- [GIVEN EXERCISE]:
Could you reproduce all of the entries below, character for character, with no changes?

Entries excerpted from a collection
........

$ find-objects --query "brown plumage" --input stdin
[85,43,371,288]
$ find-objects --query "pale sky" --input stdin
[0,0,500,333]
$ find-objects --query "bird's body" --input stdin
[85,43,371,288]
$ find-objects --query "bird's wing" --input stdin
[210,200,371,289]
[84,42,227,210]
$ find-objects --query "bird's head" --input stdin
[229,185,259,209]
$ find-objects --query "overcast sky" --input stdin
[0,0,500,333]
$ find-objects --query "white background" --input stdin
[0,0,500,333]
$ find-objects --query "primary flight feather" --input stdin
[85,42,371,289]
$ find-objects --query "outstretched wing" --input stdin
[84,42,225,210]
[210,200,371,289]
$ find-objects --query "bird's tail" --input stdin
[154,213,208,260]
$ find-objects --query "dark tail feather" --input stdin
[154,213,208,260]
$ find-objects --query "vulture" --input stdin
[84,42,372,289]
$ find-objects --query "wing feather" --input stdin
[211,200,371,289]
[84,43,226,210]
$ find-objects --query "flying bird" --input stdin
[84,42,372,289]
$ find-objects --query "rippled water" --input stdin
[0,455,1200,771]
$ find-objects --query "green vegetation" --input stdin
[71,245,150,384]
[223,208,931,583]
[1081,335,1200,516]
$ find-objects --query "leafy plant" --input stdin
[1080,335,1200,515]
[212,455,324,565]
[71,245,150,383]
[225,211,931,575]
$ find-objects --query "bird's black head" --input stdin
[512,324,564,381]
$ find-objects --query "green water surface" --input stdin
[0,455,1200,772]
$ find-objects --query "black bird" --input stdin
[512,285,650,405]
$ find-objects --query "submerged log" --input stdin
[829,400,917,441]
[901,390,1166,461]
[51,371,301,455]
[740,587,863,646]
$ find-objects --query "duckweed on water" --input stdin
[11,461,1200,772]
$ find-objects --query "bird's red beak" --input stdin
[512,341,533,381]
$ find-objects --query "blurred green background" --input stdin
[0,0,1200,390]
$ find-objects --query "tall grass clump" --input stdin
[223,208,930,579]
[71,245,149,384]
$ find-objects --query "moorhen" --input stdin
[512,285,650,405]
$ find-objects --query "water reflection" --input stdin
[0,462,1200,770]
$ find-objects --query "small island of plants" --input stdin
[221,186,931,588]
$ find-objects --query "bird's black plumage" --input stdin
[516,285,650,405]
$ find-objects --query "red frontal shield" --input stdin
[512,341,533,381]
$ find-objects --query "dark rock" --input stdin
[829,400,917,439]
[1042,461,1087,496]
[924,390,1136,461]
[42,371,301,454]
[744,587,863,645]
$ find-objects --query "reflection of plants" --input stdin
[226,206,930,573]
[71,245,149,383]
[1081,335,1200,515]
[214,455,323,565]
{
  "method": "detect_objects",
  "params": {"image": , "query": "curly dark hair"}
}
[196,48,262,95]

........

- [REPLY]:
$ find-objects --query "brown plumage" --input stdin
[85,43,371,288]
$ find-objects --query "pale sky" --input stdin
[0,0,500,333]
$ find-objects --query "bird's body" --input stdin
[85,43,371,288]
$ find-objects --query "bird's wing" --input stdin
[210,200,371,289]
[84,42,227,210]
$ find-objects --query "bird's head" --input stdin
[229,185,259,209]
$ find-objects --query "overcast sky" --input stdin
[0,0,500,333]
$ find-objects --query "white background" --input stdin
[0,0,500,333]
$ find-objects --query "primary flight feather" --input stdin
[85,42,371,289]
$ find-objects --query "outstretched wing" --input stdin
[84,42,225,210]
[210,200,371,289]
$ find-objects --query "bird's tail" --input stdin
[154,213,208,260]
$ find-objects --query "dark tail feather" --input stdin
[154,213,208,260]
$ find-objects --query "vulture" --input stdin
[84,42,372,289]
$ find-objects --query "wing feather" --input stdin
[211,200,371,289]
[84,43,226,210]
$ find-objects --query "flying bird" --input stdin
[84,42,372,289]
$ find-objects --query "rippled water" --input stdin
[0,455,1200,771]
$ find-objects --query "green vegetation" --input stdin
[71,245,150,384]
[223,208,931,583]
[1081,335,1200,516]
$ find-objects --query "leafy plant" --input stdin
[1080,335,1200,515]
[212,455,324,565]
[71,245,150,383]
[225,211,931,575]
$ find-objects --query "bird's black head" --input stdin
[512,324,564,381]
$ find-objects --query "green water surface" --input stdin
[0,455,1200,772]
$ find-objects --query "black bird" --input stdin
[512,285,650,405]
$ find-objects --query "submerged log" --input stdin
[829,400,917,441]
[901,390,1166,461]
[51,371,301,455]
[740,587,863,646]
$ find-objects --query "duckweed on water" --input stdin
[11,461,1200,772]
$ find-objects --query "bird's red beak" --input stdin
[512,341,533,381]
$ find-objects --query "blurred green background" --input stdin
[0,0,1200,390]
$ find-objects --query "tall grass clump" --input stdin
[223,208,930,579]
[71,245,149,384]
$ find-objects --query "moorhen" --input stdin
[512,285,650,405]
$ find-objects --query "water reflection" --input stdin
[0,462,1200,770]
$ find-objects --query "small island of plants" --input stdin
[221,186,931,588]
$ find-objects --query "bird's black plumage" --input stdin
[516,285,650,405]
$ find-objects --query "red frontal shield" --input stdin
[512,341,533,381]
$ find-objects --query "dark rock" --input stdin
[829,400,917,439]
[1042,461,1087,496]
[924,390,1136,461]
[42,371,301,454]
[744,587,863,645]
$ find-objects --query "reflection of plants" --input stdin
[226,206,930,573]
[71,245,149,383]
[1081,335,1200,515]
[214,455,323,565]
{
  "method": "detect_objects",
  "params": {"image": , "query": "curly dark hair"}
}
[196,48,262,95]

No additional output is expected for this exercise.